▶ Action item
Give back exactly the lines spanning from the one containing "[point] every instance of the concrete facade" to the final line of the records below, and no others.

Data shown below:

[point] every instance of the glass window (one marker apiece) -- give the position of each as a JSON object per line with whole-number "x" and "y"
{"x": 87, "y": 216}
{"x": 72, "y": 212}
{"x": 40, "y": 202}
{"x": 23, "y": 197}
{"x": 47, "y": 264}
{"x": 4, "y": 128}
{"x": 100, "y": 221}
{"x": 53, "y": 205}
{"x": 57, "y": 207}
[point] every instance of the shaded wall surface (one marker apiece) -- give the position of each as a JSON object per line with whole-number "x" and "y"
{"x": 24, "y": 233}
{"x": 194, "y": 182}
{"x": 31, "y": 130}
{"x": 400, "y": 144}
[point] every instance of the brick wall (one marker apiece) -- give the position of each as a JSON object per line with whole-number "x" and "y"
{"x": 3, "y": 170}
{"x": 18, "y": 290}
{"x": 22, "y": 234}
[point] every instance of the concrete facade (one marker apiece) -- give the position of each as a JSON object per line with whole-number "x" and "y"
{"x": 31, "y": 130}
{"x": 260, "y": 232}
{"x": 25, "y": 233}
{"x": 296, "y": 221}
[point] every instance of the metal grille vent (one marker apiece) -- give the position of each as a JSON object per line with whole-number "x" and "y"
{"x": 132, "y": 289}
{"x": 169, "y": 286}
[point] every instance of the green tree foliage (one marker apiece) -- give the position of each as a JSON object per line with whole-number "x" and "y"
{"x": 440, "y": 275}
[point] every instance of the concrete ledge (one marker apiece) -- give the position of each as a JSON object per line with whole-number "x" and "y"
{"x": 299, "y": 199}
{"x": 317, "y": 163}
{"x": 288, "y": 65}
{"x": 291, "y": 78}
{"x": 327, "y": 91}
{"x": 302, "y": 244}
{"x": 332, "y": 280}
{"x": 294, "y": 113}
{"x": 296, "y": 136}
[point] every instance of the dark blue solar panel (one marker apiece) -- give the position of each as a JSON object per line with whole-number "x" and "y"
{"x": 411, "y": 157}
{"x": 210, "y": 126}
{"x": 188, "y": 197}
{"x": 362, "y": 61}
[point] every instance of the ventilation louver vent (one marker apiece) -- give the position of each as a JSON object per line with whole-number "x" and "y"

End of Data shown.

▶ Output of the task
[point] every instance of the concrete facade (one marker apiece) -- give the position of each as a JSON object per line with whole-number "x" and "y"
{"x": 31, "y": 130}
{"x": 260, "y": 232}
{"x": 25, "y": 233}
{"x": 296, "y": 221}
[point] every instance of the metal grille vent (one marker apiece) -- give the position of each as a JSON object per line with whole-number "x" and "y"
{"x": 132, "y": 289}
{"x": 169, "y": 286}
[point] every instance of the green tree foliage (one marker apiece) -- give the position of each as a JSON object per line with whole-number "x" and "y"
{"x": 440, "y": 275}
[point] every instance of the concrete ledge (one marker apiece) -- give the position of each as a JSON object per line with whole-number "x" and "y"
{"x": 299, "y": 199}
{"x": 317, "y": 163}
{"x": 288, "y": 65}
{"x": 291, "y": 78}
{"x": 327, "y": 91}
{"x": 302, "y": 244}
{"x": 332, "y": 280}
{"x": 294, "y": 113}
{"x": 296, "y": 136}
[point] every instance of the dark blue solar panel (one marker apiece) -- give the position of each as a JSON object per line with whole-number "x" and "y"
{"x": 411, "y": 157}
{"x": 210, "y": 126}
{"x": 188, "y": 197}
{"x": 362, "y": 61}
[point] every instance of the ventilation louver vent (one marker apiece) -- give the position of each as a JSON object per line with whole-number "x" and "y"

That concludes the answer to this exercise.